>> start EXTRACT
Lauren has spent the last year exploring and discovering the expansive land of service design to attempt to make sense of it all and help explain what it is that service designers do. Based in Scotland, it’s very nice to have someone who is doing similar work so close by.
The show was brilliantly simple: visuals of service elements, cards that showed day to day services we use, speech bubbles which contained questions about service design (which I am asked on a day to day basis when I say I am a service designer) and an interesting twitter twist.
In her own words she describes her show as,
“Making Service Sense attempts to communicate to students what people sometimes think and talk about when it come to Service Design.”
I think it goes even further than students and reaches out to the public and business.
The twitter bit was interesting, using the #makingservicesense category on twitter, Lauren put questions to her vast network of design professionals and thinkers and received almost instantaneous replies. I’m intrigued about twitter, I love how an event can come to life using it and even though not there in person, others can still get involved. To view the night’s feed (and believe me this is not the end of it) go to the #makeservicesense twitter page.
>> end EXTRACT
>> start STORED RECORDS
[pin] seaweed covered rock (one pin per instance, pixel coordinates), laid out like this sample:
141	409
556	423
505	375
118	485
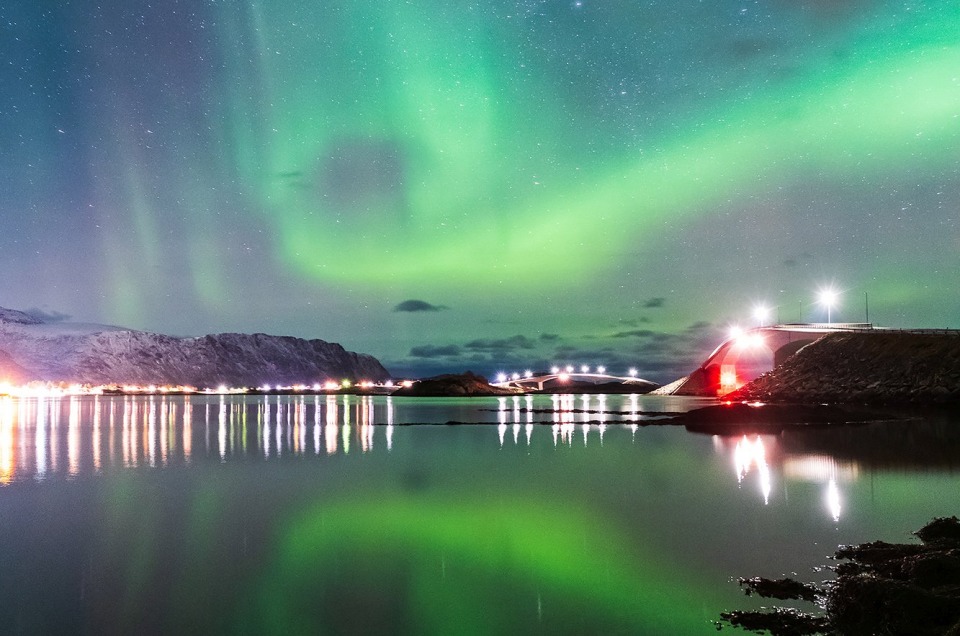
>> end STORED RECORDS
TASK A:
According to the passage about Lauren's service design show, where is Lauren based?
TASK B:
List the components of Lauren's show that the passage about her service design show describes.
TASK C:
Continue the passage about Lauren's service design show from where it stops.

TASK OUTPUT A:
Scotland.

TASK OUTPUT B:
- Visuals of service elements
- Cards showing day-to-day services we use
- Speech bubbles containing questions about service design
- A Twitter twist

TASK OUTPUT C:
I think the diversity of what Lauren has covered is fantastic, not to mention the leg work that went into it. She’s produced a book of all the conversations and experiences of the last 12 months into a lovely, very large, book. Fingers crossed she will make it available to the service design world in the near future. If you can’t wait, and you haven’t already, you should read her blog which is very comprehensive.
And I promise you, this is only just the beginning for makingservicesense, it’s only going to grow.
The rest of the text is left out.